Reproduce all of the following items in full, requests included, multiplying every coordinate in the answers by 0.55 and rounding to whole numbers, with halves rounded up. Leave the numbers in the requests and their format samples unchanged.

[start of RECORDS PROVIDED]

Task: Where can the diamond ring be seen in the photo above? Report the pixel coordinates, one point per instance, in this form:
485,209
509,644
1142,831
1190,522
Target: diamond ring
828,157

[end of RECORDS PROVIDED]

__EXPECTED ANSWER__
Task: Where can the diamond ring be seen in the photo above? Report the pixel coordinates, one point per instance, in this form:
485,209
509,644
1142,831
1190,522
Target: diamond ring
455,86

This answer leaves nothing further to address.